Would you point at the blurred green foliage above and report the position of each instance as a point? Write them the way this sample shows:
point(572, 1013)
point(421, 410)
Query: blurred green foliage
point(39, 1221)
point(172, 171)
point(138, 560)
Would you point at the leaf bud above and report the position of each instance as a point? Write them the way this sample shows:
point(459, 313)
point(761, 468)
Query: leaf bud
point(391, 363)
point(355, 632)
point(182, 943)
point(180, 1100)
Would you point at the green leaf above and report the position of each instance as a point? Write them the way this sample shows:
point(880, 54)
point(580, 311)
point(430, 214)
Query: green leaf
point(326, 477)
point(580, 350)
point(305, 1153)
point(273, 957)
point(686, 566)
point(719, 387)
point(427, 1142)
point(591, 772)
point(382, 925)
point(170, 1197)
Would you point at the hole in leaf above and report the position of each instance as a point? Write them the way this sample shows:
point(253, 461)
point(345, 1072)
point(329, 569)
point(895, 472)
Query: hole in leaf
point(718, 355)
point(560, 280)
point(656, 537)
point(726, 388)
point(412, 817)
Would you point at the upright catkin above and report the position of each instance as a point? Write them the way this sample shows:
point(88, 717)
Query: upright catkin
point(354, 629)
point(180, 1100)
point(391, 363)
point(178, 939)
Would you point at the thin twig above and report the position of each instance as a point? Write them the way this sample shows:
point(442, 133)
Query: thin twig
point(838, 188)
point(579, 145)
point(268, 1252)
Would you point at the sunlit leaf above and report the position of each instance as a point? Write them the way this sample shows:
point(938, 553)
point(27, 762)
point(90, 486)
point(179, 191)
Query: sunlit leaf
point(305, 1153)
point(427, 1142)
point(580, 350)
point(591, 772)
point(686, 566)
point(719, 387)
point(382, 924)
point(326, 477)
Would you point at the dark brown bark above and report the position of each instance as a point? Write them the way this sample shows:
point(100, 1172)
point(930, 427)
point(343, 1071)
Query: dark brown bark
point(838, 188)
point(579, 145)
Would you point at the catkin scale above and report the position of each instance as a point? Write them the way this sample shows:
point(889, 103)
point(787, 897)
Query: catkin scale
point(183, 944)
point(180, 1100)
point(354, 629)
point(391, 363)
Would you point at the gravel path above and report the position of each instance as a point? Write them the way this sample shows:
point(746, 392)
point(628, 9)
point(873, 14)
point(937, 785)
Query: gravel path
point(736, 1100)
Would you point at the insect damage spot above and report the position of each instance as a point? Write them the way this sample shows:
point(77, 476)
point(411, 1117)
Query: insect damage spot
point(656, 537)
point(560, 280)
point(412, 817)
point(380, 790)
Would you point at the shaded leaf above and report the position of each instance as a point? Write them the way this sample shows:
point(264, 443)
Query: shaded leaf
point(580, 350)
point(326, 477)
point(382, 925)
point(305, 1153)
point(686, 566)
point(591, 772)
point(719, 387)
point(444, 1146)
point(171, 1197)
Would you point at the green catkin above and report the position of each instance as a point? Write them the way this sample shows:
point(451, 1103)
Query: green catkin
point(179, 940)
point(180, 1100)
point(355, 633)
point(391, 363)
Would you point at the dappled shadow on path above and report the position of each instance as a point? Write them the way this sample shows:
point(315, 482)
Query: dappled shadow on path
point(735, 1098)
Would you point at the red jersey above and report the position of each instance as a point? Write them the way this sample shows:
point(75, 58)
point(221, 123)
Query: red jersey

▸ What you have to do: Copy out the lines above, from the one containing "Would you point at the dark" down to the one containing "point(171, 1197)", including both. Keep every character unchanged.

▸ Response to the task:
Would you point at the dark brown bark above and report the position of each instance as a point? Write them the way this sample shows:
point(100, 1172)
point(930, 427)
point(343, 1071)
Query: dark brown bark
point(838, 188)
point(579, 145)
Would you point at the catkin scale above and report the position of each instance as a point? Write them the way this sample shows:
point(889, 103)
point(787, 897)
Query: catkin scale
point(183, 944)
point(180, 1100)
point(354, 629)
point(391, 363)
Would you point at the gravel path above and report the position of each instance as a point? Write them the way this sample shows:
point(746, 392)
point(628, 9)
point(873, 14)
point(937, 785)
Query: gravel path
point(736, 1100)
Would you point at the insect damage spot above and report the position of each instance as a point? Write them the way this sample shows:
point(77, 476)
point(411, 1117)
Query: insect damage spot
point(656, 537)
point(560, 280)
point(412, 817)
point(380, 790)
Would you point at the shaded leaf above and report the position of each instance as a point? Write them the way this sample shows:
point(264, 443)
Query: shaded leaf
point(580, 350)
point(326, 477)
point(382, 925)
point(305, 1153)
point(686, 566)
point(591, 772)
point(719, 387)
point(444, 1146)
point(171, 1197)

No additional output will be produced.